Render each line of the listing below as a Markdown table with two columns, "Row" for the row number and "Listing line" for the line itself, leaving out any blank lines.
►
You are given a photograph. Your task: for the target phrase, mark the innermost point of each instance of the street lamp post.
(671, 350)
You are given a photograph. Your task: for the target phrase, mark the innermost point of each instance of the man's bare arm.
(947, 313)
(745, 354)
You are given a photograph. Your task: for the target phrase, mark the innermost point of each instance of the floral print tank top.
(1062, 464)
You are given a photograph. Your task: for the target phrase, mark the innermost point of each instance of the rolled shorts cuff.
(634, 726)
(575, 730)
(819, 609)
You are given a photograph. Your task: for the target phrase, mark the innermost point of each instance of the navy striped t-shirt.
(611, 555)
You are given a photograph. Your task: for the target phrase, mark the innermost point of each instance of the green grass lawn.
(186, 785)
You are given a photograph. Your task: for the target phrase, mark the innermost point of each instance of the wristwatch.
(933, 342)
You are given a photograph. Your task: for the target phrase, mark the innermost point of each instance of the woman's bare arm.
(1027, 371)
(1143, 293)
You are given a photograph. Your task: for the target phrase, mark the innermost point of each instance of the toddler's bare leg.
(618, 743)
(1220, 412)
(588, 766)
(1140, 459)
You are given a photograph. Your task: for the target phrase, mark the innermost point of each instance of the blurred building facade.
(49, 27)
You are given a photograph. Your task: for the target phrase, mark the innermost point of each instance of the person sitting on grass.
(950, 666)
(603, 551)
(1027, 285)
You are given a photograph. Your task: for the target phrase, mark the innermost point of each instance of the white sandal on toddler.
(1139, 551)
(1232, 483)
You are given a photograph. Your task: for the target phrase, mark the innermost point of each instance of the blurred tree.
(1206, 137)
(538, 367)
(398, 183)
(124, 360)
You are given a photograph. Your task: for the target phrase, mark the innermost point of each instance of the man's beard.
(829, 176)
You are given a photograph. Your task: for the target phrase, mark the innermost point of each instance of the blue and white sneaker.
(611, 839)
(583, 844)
◄
OUTPUT FOR THIS TASK >>
| Row | Listing line |
|---|---|
| 1 | You are given a photograph. Your task: for the target phrase, mark the innermost point of each instance of the street lamp post. |
| 2 | (671, 350) |
| 3 | You are given a photograph. Your task: for the target phrase, mark the innermost point of each instance of the man's bare arm. |
| 4 | (947, 313) |
| 5 | (745, 354) |
| 6 | You are given a photograph. Your task: for the target phrase, mark the innermost point of each instance of the floral print tank top. |
| 7 | (1062, 464) |
| 8 | You are given a photograph. Your task: for the target phrase, mark the innermost point of each instance of the rolled shorts cuff. |
| 9 | (634, 726) |
| 10 | (575, 730) |
| 11 | (819, 609) |
| 12 | You are given a photograph. Your task: for the target phrase, mark the innermost point of each instance of the navy striped t-shirt. |
| 13 | (611, 555) |
| 14 | You are given a photograph. Your task: for the target phrase, mark the innermost point of each instance of the green grass lawn. |
| 15 | (186, 785) |
| 16 | You are given a photograph. Your task: for the target phrase, mark the innermost point of each instance of the wristwatch. |
| 17 | (933, 342) |
| 18 | You are given a photograph. Your task: for the target phrase, mark the innermost point of each instance of the woman's bare arm. |
| 19 | (1027, 371) |
| 20 | (1143, 293) |
| 21 | You are given a photograph. Your task: for the target phrase, mark the innermost point of each instance of the toddler's bare leg. |
| 22 | (618, 743) |
| 23 | (1220, 412) |
| 24 | (588, 766) |
| 25 | (1140, 459) |
| 26 | You are given a photograph. Your task: for the target phrase, mark the innermost point of each instance of the blurred building facade. |
| 27 | (49, 27) |
| 28 | You are given a photograph. Your task: for the target phrase, mark the innermost point of each instance of the person sitting on grass. |
| 29 | (950, 666) |
| 30 | (603, 551) |
| 31 | (1027, 285) |
| 32 | You are given a photograph. Your task: for the target phrase, mark the innermost point of each instance of the white sandal on toddler. |
| 33 | (1139, 551) |
| 34 | (1232, 483) |
| 35 | You are given a photograph. Your task: for the target phrase, mark the innermost point of each instance of the blurred tree. |
| 36 | (1206, 137) |
| 37 | (538, 367) |
| 38 | (398, 183) |
| 39 | (124, 360) |
| 40 | You are given a photograph. Your task: for the target phrase, mark the innermost point of each instance of the man's beard. |
| 41 | (829, 176) |
| 42 | You are given a photograph. Your task: for the target phrase, mark the innermost point of each instance of the blue and white sneaker. |
| 43 | (611, 839) |
| 44 | (583, 844) |